--- begin Reading text ---

In this exercise, we'll be using the Gettysburg Address file that was downloaded in the lecture. If you need to download or re-download the file, run the cell below (be sure to rename it if necessary).

In [None]:
!wget https://collincapano.com/wp-content/uploads/2023/01/gettysburg_address-bliss_copy.txt

**Your task:** Write a loop below that searches the file for the string 'here' (don't worry about caps; none of the occurrences of 'here' are capitalized anyways). If a line contains 'here', print that line to screen along with its line number. Treat the first line as line 1. At the end, print out the number of occurrences of 'here' in the file.

In [1]:
# YOUR CODE HERE

**Your task:** Now, write a loop that replaces every occurrence of 'here' with 'there'. You will need to make use of the method `readobj.replace()`, where `readobj` is a placeholder for `file.read()` for a given `file`. The first input for `replace()` is the string you wish to replace, and the second is the string you want to replace it with. (If you need help, see the examples at https://linuxhint.com/python-replaces-string-file/.) Write the changes to the same file, and use `read()` to check if the changes were correct.

In [3]:
# YOUR CODE HERE

Let's now try the same thing with multiple files. Run the cell below to download a directory containing a bunch of files I made. You'll see a bunch of files that end in `.ini` if you do `os.listdir()`.

In [1]:
!wget https://github.com/acorreia61201/SAOPythonPrimer/tree/a0653c521ebab4fbbd6104def791cbda3978d5c7/ini_files

--2023-05-31 14:25:59--  https://github.com/acorreia61201/SAOPythonPrimer/tree/a0653c521ebab4fbbd6104def791cbda3978d5c7/ini_files
Resolving github.com (github.com)... 140.82.112.4
Connecting to github.com (github.com)|140.82.112.4|:443... connected.
HTTP request sent, awaiting response... 200 OK
Length: unspecified [text/html]
Saving to: ‘ini_files’

ini_files               [ <=>                ] 132.09K  --.-KB/s    in 0.08s   

2023-05-31 14:25:59 (1.57 MB/s) - ‘ini_files’ saved [135264]



**Your task:** Each file contains lines with the path `'/work/pi_ccapano_umassd_edu/acorreia7_umassd_edu'`, my home directory on a cluster I use to do research. Use a loop to find and replace each instance of this string in the files you've downloaded with your current working directory. 

A good check would be to first print out how many instances of my string are in the files. Then, once you do your find/replace procedure, you should find that the files have the exact same number of your string and none of mine.

In [5]:
# YOUR CODE HERE

## Exercise 2.1: Practice with Loading and Plotting Data

We'll do a couple simple examples involving plotting various datasets.

--- end Reading text ---

Short exercise 1 — List every distinct web address that appears in the exercise text.
Short exercise 2 — In the exercise text, what ending do the files in the downloaded directory have?
You won't need the records.

--- begin Dataset content ---

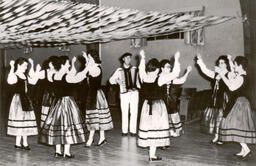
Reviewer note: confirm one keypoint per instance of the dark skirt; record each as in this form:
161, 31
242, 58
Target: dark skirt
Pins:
64, 123
21, 122
240, 124
211, 120
154, 129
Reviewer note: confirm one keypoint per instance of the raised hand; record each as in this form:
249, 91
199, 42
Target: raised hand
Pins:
199, 59
217, 69
12, 62
189, 69
142, 54
38, 67
31, 61
229, 57
73, 60
177, 55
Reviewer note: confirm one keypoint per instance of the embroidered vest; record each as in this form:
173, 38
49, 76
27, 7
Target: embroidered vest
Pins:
129, 79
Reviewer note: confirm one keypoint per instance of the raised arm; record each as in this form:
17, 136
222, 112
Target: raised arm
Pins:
232, 83
142, 66
203, 67
12, 78
182, 79
164, 79
34, 76
73, 68
115, 77
80, 76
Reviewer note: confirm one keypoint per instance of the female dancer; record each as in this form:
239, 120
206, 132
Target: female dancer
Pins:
49, 95
154, 125
97, 112
171, 96
22, 120
64, 124
239, 121
213, 114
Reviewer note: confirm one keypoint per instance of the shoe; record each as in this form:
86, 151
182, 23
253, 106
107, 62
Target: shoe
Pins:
102, 143
238, 155
124, 134
133, 134
164, 147
69, 156
87, 146
246, 156
219, 143
155, 159
26, 147
18, 147
58, 155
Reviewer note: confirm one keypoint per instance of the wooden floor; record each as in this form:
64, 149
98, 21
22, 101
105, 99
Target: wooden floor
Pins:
191, 149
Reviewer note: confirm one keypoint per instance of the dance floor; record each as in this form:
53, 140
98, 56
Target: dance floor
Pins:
192, 148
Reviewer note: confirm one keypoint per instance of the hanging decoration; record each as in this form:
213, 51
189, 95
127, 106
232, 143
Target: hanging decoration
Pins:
44, 23
138, 42
195, 37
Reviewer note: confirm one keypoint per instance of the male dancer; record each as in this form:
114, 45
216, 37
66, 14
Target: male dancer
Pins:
127, 78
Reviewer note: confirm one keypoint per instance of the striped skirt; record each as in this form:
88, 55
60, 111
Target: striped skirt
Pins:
175, 123
21, 123
154, 129
211, 120
64, 123
100, 118
48, 99
240, 124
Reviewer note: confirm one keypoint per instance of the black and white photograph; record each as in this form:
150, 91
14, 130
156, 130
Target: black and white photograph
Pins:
128, 83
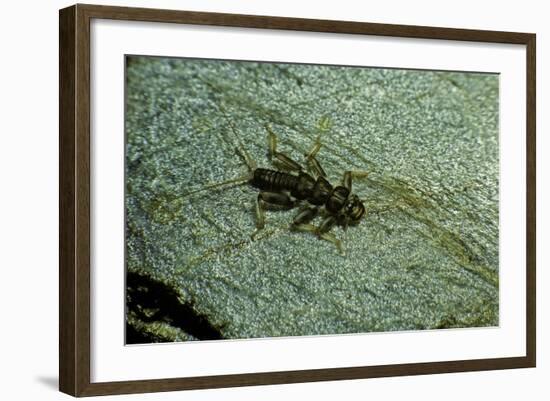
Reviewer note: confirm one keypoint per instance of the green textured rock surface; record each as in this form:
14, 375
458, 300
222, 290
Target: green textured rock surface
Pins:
424, 257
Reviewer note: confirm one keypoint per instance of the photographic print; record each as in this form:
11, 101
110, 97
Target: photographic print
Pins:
267, 199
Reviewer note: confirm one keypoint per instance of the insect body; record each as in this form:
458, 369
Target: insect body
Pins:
311, 191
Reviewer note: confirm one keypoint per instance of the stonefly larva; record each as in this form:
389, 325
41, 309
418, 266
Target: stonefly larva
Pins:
290, 186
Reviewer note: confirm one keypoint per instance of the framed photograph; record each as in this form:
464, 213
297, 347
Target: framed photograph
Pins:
250, 200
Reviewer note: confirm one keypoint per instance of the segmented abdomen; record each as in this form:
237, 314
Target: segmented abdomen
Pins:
271, 180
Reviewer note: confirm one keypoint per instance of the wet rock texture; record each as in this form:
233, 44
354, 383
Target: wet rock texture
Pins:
424, 257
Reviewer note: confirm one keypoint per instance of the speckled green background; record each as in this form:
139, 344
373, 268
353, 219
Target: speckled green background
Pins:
424, 257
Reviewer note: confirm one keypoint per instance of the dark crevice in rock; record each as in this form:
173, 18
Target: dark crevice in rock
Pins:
150, 301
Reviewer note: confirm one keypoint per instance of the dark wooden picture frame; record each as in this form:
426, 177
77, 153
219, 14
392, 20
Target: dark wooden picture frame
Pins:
74, 202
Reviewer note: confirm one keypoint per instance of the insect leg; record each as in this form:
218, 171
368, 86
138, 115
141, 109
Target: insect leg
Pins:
322, 231
269, 200
305, 216
349, 175
312, 163
286, 162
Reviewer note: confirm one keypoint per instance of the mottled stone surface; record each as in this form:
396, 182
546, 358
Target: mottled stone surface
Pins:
424, 257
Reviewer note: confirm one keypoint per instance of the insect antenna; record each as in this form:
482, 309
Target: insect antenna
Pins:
218, 185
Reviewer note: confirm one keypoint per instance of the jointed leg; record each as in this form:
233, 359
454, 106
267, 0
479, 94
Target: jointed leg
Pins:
283, 160
267, 200
322, 232
313, 164
305, 216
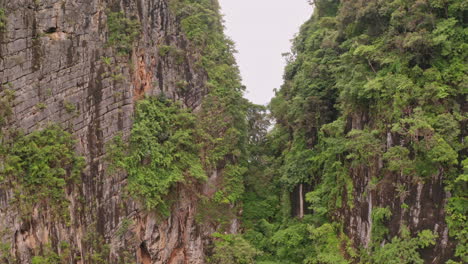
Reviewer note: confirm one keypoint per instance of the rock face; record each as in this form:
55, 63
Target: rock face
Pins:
53, 54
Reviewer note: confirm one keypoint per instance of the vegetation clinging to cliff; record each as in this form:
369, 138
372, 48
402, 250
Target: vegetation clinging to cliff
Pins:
372, 88
40, 167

--- end Dataset content ---

Task result 1 —
https://collincapano.com/wp-content/uploads/2023/01/gettysburg_address-bliss_copy.txt
https://linuxhint.com/python-replaces-string-file/
https://github.com/acorreia61201/SAOPythonPrimer/tree/a0653c521ebab4fbbd6104def791cbda3978d5c7/ini_files

Task result 2 — They end in `.ini`.